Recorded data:
○ ○ ○ ○

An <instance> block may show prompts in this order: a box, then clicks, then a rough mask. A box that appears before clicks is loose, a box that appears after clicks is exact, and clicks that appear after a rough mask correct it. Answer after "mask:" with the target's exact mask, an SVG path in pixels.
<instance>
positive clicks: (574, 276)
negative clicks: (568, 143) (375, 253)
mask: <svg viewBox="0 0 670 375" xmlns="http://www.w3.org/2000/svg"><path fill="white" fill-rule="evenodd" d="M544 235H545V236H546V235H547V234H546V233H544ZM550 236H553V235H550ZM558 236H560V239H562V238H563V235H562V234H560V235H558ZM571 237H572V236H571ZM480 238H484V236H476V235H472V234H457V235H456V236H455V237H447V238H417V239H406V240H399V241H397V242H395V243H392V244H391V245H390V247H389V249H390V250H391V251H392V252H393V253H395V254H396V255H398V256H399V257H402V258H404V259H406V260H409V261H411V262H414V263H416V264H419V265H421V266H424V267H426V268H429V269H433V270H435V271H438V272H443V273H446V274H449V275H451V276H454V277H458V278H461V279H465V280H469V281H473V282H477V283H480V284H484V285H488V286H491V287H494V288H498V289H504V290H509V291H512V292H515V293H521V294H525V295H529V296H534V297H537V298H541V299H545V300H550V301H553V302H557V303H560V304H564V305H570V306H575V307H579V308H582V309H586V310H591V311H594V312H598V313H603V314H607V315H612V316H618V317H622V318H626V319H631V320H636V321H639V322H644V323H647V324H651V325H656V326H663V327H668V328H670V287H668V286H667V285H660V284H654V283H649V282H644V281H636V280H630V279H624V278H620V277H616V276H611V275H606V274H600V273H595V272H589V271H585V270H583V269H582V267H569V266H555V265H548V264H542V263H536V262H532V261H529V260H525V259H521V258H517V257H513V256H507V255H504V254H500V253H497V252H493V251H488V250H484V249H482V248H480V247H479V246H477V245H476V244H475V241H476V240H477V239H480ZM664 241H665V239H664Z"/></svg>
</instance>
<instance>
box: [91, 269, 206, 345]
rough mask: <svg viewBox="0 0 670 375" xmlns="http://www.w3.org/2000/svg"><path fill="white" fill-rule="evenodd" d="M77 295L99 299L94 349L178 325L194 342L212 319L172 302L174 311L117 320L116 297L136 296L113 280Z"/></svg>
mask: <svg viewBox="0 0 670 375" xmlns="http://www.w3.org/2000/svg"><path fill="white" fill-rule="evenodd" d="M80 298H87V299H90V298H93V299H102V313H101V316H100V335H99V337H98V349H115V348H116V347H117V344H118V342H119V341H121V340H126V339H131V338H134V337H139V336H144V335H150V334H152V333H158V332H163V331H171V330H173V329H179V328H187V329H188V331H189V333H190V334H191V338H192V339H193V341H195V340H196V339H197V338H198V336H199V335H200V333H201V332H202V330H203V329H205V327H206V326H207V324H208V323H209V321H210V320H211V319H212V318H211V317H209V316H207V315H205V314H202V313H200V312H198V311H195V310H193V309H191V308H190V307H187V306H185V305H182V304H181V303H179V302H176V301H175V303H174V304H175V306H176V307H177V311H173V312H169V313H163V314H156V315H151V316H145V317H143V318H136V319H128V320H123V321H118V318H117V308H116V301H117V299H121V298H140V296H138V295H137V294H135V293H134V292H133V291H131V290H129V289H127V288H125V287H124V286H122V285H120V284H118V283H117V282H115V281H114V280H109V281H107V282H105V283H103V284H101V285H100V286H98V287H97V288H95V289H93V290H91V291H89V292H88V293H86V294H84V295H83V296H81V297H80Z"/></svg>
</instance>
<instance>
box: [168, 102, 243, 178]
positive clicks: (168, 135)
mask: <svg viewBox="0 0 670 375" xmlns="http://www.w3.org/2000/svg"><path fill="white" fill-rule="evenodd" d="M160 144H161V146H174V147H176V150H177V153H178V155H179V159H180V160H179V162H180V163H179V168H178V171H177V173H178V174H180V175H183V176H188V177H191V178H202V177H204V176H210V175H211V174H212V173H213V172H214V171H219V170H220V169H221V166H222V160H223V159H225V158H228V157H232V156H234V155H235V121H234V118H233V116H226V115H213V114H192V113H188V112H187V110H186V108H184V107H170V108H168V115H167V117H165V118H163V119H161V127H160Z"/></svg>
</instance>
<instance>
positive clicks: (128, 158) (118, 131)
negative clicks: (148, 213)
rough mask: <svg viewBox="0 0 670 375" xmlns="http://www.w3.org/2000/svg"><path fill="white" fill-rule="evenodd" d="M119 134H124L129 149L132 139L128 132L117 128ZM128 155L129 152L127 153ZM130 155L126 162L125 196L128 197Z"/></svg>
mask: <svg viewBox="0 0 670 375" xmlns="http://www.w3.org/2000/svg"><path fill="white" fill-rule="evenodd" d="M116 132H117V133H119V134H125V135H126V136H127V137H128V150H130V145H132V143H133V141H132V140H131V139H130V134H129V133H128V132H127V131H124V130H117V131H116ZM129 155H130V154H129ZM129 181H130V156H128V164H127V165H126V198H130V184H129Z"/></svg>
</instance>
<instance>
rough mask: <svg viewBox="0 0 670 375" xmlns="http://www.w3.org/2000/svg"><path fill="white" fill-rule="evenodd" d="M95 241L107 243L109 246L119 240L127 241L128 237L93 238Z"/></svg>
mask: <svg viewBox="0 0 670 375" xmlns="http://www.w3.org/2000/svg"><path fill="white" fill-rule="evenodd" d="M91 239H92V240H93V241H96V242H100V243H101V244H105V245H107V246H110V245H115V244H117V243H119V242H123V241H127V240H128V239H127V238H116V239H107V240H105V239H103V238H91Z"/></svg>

○ ○ ○ ○

> REQUIRED ACTION:
Please reproduce all of the items above word for word.

> OUTPUT BELOW:
An <instance> block may show prompts in this order: a box, then clicks, then a rough mask. A box that appears before clicks is loose, a box that appears after clicks is exact, and clicks that appear after a rough mask correct it. Answer after "mask:" with the target's exact mask, an SVG path in pixels.
<instance>
positive clicks: (574, 276)
negative clicks: (568, 143) (375, 253)
mask: <svg viewBox="0 0 670 375" xmlns="http://www.w3.org/2000/svg"><path fill="white" fill-rule="evenodd" d="M544 235H545V236H546V235H547V234H546V233H544ZM550 236H553V235H550ZM558 236H560V239H562V238H563V235H562V234H560V235H558ZM571 237H572V236H571ZM480 238H484V236H476V235H472V234H457V235H456V236H455V237H447V238H417V239H406V240H399V241H397V242H395V243H392V244H391V245H390V247H389V249H390V250H391V251H392V252H393V253H395V254H396V255H398V256H399V257H402V258H404V259H406V260H409V261H411V262H414V263H416V264H419V265H421V266H424V267H426V268H429V269H433V270H435V271H438V272H443V273H446V274H449V275H451V276H454V277H458V278H461V279H465V280H469V281H473V282H477V283H480V284H484V285H488V286H491V287H494V288H498V289H504V290H509V291H512V292H515V293H521V294H525V295H529V296H534V297H537V298H541V299H545V300H550V301H553V302H557V303H560V304H564V305H570V306H575V307H579V308H582V309H586V310H591V311H594V312H598V313H603V314H607V315H612V316H618V317H622V318H626V319H631V320H636V321H639V322H644V323H647V324H651V325H656V326H663V327H668V328H670V287H668V286H667V285H660V284H654V283H649V282H644V281H636V280H630V279H624V278H620V277H616V276H611V275H606V274H600V273H595V272H589V271H585V270H583V269H582V267H569V266H555V265H548V264H542V263H536V262H532V261H529V260H525V259H521V258H517V257H513V256H507V255H504V254H500V253H497V252H493V251H488V250H484V249H482V248H480V247H479V246H477V245H476V244H475V241H476V240H477V239H480ZM664 241H665V239H664Z"/></svg>
</instance>
<instance>
box: [91, 269, 206, 345]
rough mask: <svg viewBox="0 0 670 375" xmlns="http://www.w3.org/2000/svg"><path fill="white" fill-rule="evenodd" d="M77 295L99 299L94 349L178 325L194 342L212 319L172 302L174 311L117 320L116 297L136 296L113 280Z"/></svg>
mask: <svg viewBox="0 0 670 375" xmlns="http://www.w3.org/2000/svg"><path fill="white" fill-rule="evenodd" d="M80 298H87V299H90V298H93V299H102V313H101V316H100V335H99V337H98V349H115V348H116V347H117V344H118V342H119V341H121V340H126V339H131V338H134V337H139V336H144V335H150V334H152V333H158V332H163V331H171V330H173V329H179V328H187V329H188V331H189V333H190V334H191V338H192V339H193V341H195V340H196V339H197V338H198V336H199V335H200V333H201V332H202V330H203V329H205V327H206V326H207V324H208V323H209V321H210V320H211V319H212V318H211V317H209V316H207V315H205V314H202V313H200V312H198V311H195V310H193V309H191V308H190V307H187V306H185V305H182V304H181V303H179V302H176V301H175V303H174V304H175V306H176V307H177V311H173V312H169V313H163V314H156V315H151V316H145V317H143V318H136V319H128V320H123V321H118V318H117V308H116V301H117V299H121V298H140V296H138V295H137V294H135V293H134V292H133V291H131V290H129V289H127V288H125V287H124V286H122V285H120V284H118V283H117V282H115V281H114V280H109V281H107V282H105V283H103V284H101V285H100V286H98V287H97V288H95V289H93V290H91V291H89V292H88V293H86V294H84V295H83V296H81V297H80Z"/></svg>
</instance>
<instance>
box: [168, 102, 243, 178]
positive clicks: (168, 135)
mask: <svg viewBox="0 0 670 375" xmlns="http://www.w3.org/2000/svg"><path fill="white" fill-rule="evenodd" d="M160 144H161V146H174V147H176V150H177V153H178V155H179V159H180V160H179V162H180V163H179V168H178V171H177V173H178V174H180V175H183V176H188V177H191V178H202V177H204V176H210V175H211V174H212V173H213V172H214V171H219V170H220V169H221V166H222V160H223V159H225V158H228V157H232V156H234V155H235V121H234V118H233V116H226V115H213V114H192V113H188V112H187V110H186V108H184V107H170V108H168V115H167V117H165V118H163V119H161V127H160Z"/></svg>
</instance>
<instance>
positive clicks: (128, 158) (118, 131)
negative clicks: (148, 213)
rough mask: <svg viewBox="0 0 670 375" xmlns="http://www.w3.org/2000/svg"><path fill="white" fill-rule="evenodd" d="M119 134H124L129 149L132 139L128 132L117 128ZM128 155L129 152L127 153ZM130 155L126 162L125 196L128 197Z"/></svg>
mask: <svg viewBox="0 0 670 375" xmlns="http://www.w3.org/2000/svg"><path fill="white" fill-rule="evenodd" d="M116 132H117V133H119V134H125V135H126V136H127V137H128V150H130V145H132V143H133V141H132V140H131V139H130V134H129V133H128V132H127V131H124V130H117V131H116ZM129 155H130V154H129ZM129 181H130V156H128V164H127V165H126V198H130V184H129Z"/></svg>
</instance>
<instance>
rough mask: <svg viewBox="0 0 670 375" xmlns="http://www.w3.org/2000/svg"><path fill="white" fill-rule="evenodd" d="M95 241L107 243L109 246L119 240L127 241L128 237L93 238Z"/></svg>
mask: <svg viewBox="0 0 670 375" xmlns="http://www.w3.org/2000/svg"><path fill="white" fill-rule="evenodd" d="M91 239H92V240H93V241H96V242H100V243H101V244H105V245H107V246H110V245H115V244H117V243H119V242H123V241H127V240H128V239H127V238H116V239H107V240H105V239H103V238H91Z"/></svg>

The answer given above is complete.